:: TEXTAUSZUG ::
■ ■ ■ ■
# Coolermaster Seidon 120V Rev. 2



## Coregamer97 (23. Februar 2015)

Hallo liebe Community,

Wollte mal fragen mit welchem Luftkühler die Kühlleistung der Cooler Master Seidon 120V Rev. 2 vergleichbar ist und ob man damit einen stark übertakteten FX 8120 kühlen kann 

Mit freundlichen Grüßen


----------



## rhyn2012 (23. Februar 2015)

vergleichbar mit großen kühlern wie macho, brocken 2 oder ähnlich.

ja damit kannst du den fx kühlen.
würde aber an deiner stelle den 120mm lüfter austauschen gegen einen leisen


----------



## Coregamer97 (23. Februar 2015)

Alles klar, vielen Dank.


----------



## zampano006 (22. Oktober 2015)

Ich muss mal kurz den Thread wiederausgraben.
Haben andere Leute hier auch das Problem, dass man den Pumpenblock mit Unterlegscheiben festschrauben muss, da sonst garkein Anpressdruck des Blocks an die CPU vorliegt? Am MB liegts nicht, hab es bisher auf zwei verschiedenen MB's probiert und auf beiden musste ich Unterlegscheiben nutzen.


----------



## 100001 (31. Oktober 2015)

Nimm doch eine dünnflüssigere WLP


----------
■ ■ ■ ■
Gespeicherte Daten
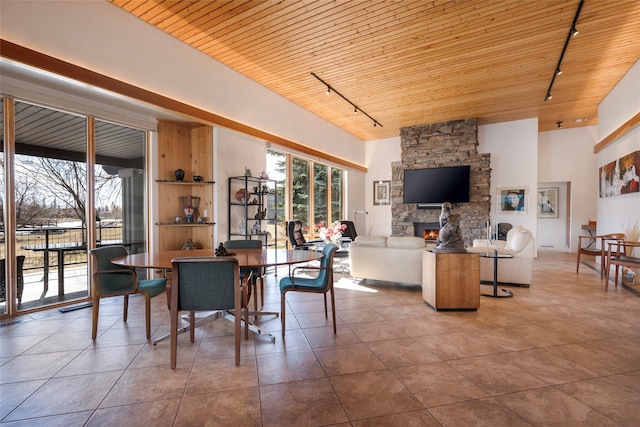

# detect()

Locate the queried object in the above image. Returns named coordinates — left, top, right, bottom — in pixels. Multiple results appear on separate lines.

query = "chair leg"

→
left=91, top=298, right=100, bottom=341
left=331, top=287, right=338, bottom=334
left=323, top=292, right=329, bottom=319
left=122, top=295, right=129, bottom=323
left=142, top=292, right=151, bottom=339
left=170, top=307, right=178, bottom=369
left=189, top=311, right=196, bottom=342
left=280, top=292, right=287, bottom=338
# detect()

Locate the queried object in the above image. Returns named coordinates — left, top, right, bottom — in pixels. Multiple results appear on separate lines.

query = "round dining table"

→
left=111, top=248, right=323, bottom=344
left=111, top=248, right=323, bottom=270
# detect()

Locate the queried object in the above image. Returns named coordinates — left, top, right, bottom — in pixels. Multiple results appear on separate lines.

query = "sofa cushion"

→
■ ■ ■ ■
:: AUFGABE 1 ::
Welche Benutzernamen tauchen im Forenthread als Verfasser von Beiträgen auf? Nenne jeden nur einmal.
:: AUFGABE 2 ::
Was sollte man laut rhyn2012 im Forenthread gegen einen leisen austauschen?
:: AUFGABE 3 ::
Schreib aus dem Forenthread alles von „Ich muss mal“ bis hinunter zu „(31. Oktober 2015)“ ab.

:: ANTWORT 1 ::
Coregamer97, rhyn2012, zampano006, 100001

:: ANTWORT 2 ::
Den 120-mm-Lüfter.

:: ANTWORT 3 ::
Ich muss mal kurz den Thread wiederausgraben.
Haben andere Leute hier auch das Problem, dass man den Pumpenblock mit Unterlegscheiben festschrauben muss, da sonst garkein Anpressdruck des Blocks an die CPU vorliegt? Am MB liegts nicht, hab es bisher auf zwei verschiedenen MB's probiert und auf beiden musste ich Unterlegscheiben nutzen.


----------



## 100001 (31. Oktober 2015)